=== DOCUMENT EXCERPT ===
+ + + + + + +

It's nice to put [the students] in a situation where [their natural affinity for snow] comes out. Some of these kids haven't been in a winter environment beyond the frost in their front yard," says McClay.

Paul Schoenfelder is the recreation coordinator at Fort Boise Community Center, where outreach programs lead between 15 and 20 teams of youths snowshoeing through the winter months.

"This is a low impact, easy to do, inexpensive ways for kids to get exposed to wintertime sports and get to know the winter environment," says Schoenfelder. "You can go and explore things. You can go anywhere with those snowshoes: down into the gullies and creek bottoms. Get a few feet off the trail and you forget you were on the trail."

The best part about snowshoeing is the low cost of jumping into the sport. "The investment on the front end is less than with skiing, $100 buys a pretty good pair of snowshoes," says Havlovick. And once you have the equipment, all you need is warm, comfortable clothes, a sturdy pair of shoes and a destination.

Bogus Basin is a good place to begin. The resort boasts four snowshoeing trails with two-way traffic and 12 Nordic trails where snowshoers can stay on the outer edge to walk. A day pass costs $5 and a half-day pass is $3. Shoe rental is $10 for the day. For anyone who just wants to try out the sport, marked trails are a great place to start and the possibilities blossom from there.

Chelstrom said that first-timers may want to stay on marked trails, but after the first trip, may get anxious to try something else.

"Frankly, staying on a groomed trail can be boring," Chelstrom says. The only obstacle to getting further afield is finding a place to park your car. Idaho law provides that you can park anywhere you can get all four wheels off the pavement. "Anywhere you can park, you can go snowshoeing," says Chelstrom, "You don't really have to worry about parking your car or finding the trail." Basically, all public lands, once blanketed with snow, can be considered your personal winter playground.

Once you're ready to get off trail, you can buy a seasonal (November to April) Park 'n' Ski trail permit for $25 at just about any sporting goods store and head out Highway 21 to the Gold Fork Trailhead. Gold Fork is a 5-mile groomed trail, but right across the highway, the Summit/Skyline trails can be used to access an extensive trail system from Banner Ridge to the north to Whoop-em-up to the south.

+ + + + + + +

=== SOURCE MATERIAL ===
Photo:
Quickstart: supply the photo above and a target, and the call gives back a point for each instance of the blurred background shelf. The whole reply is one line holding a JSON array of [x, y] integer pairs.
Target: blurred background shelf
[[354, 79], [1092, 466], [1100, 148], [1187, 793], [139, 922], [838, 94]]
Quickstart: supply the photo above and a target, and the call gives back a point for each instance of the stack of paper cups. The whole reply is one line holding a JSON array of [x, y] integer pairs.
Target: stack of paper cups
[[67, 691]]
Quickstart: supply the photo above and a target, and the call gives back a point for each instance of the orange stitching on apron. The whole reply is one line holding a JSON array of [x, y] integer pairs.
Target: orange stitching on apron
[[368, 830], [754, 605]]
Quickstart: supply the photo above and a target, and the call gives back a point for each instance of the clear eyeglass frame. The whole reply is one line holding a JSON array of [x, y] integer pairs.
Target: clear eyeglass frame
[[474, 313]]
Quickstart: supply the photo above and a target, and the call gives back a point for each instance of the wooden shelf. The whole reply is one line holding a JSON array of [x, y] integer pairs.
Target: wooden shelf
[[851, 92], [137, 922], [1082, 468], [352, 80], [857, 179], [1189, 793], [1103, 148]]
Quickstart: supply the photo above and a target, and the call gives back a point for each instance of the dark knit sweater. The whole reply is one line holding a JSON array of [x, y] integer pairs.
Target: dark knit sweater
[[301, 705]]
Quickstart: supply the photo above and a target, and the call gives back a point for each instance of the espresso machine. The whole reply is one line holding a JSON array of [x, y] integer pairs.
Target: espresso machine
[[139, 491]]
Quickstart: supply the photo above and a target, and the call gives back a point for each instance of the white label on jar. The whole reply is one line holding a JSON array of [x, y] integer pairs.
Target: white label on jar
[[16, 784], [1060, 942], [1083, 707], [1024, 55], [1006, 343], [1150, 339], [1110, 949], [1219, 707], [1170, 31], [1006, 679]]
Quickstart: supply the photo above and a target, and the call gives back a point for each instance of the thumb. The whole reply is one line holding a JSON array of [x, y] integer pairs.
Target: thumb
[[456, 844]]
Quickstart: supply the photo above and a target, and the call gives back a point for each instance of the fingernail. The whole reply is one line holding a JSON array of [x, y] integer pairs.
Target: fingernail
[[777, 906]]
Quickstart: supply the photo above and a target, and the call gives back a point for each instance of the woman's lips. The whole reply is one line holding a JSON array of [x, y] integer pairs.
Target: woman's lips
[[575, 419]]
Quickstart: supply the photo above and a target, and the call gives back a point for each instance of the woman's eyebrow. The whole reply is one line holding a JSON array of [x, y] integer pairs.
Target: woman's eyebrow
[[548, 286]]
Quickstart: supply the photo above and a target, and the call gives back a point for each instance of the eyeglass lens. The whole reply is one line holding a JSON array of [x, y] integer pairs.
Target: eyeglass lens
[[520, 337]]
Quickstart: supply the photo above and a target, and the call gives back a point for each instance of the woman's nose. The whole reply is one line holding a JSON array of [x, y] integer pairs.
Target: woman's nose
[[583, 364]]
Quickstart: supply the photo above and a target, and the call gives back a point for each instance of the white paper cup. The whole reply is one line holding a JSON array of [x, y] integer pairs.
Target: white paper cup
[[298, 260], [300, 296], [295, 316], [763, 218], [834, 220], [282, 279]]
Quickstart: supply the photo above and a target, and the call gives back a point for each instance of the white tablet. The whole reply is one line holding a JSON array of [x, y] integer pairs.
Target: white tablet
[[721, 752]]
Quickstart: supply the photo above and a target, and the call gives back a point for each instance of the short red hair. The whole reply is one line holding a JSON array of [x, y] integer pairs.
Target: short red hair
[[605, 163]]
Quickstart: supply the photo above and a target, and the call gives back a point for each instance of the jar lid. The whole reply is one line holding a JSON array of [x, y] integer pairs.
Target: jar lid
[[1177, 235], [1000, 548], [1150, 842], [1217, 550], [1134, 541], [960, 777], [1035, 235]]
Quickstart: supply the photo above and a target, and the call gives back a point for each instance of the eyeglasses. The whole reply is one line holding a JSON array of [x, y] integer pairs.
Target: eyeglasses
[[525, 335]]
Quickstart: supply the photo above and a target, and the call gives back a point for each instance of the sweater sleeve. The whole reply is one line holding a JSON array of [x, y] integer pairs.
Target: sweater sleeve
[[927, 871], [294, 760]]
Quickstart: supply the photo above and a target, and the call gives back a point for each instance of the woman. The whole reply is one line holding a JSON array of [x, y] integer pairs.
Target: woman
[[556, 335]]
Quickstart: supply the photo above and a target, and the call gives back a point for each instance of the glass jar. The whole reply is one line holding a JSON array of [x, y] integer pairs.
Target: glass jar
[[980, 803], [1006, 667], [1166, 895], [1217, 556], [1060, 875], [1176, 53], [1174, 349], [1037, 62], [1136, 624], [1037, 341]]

+ + + + + + +

=== APPLY WHAT YOU READ ===
a: List every person quoted by name in the snowshoeing text above.
b: Write the next part of the snowshoeing text, picking up after its last sentence.
The rows come from a different source than the snowshoeing text.

=== RESULTS FOR EACH TASK ===
a: McClay, Paul Schoenfelder, Havlovick, Chelstrom

b:
Before you take a flying leap into fluffy piles off marked trails, however, there are a few things to consider. First, always have a backup plan. Let someone know where you're going and when you'll be back. Next, make sure you're prepared by marking out your path and navigating well, wear moisture-wicking clothes in layers and sturdy shoes that support your ankles. Be sure to stay hydrated and take a meal or two plus snacks. And finally, have an emergency kit in your car that holds the essentials of outdoor recreation: map, clothing, compass, food, water, first-aid kit, headlamp or flashlight, fire starter, matches, knife, sunglasses, sunscreen, water filter and whistle.

Like many sports, snowshoeing can expand far beyond the beginner trails. Getting out and away from the crowds into the quiet serenity of nature may lead you into the backcountry, and with Idaho's immense wilderness (the most wilderness in the lower 48 states), this is a great place to learn how to go deep into the woods. In the mountains, avalanche equipment and awareness, as well as rescue skills, are a must, all of which can be learned through clinics and practice. Kirk Bachman of the Sawtooth Mountain Guides will lead the Dec. 19 and Jan. 16 and 19 free clinics at REI on backcountry travel and avalanche awareness. Of course, the crazier you get about the sport, the more the costs can go up, but Chelstrom notes that good gear can greatly increase your enjoyment and maneuverability.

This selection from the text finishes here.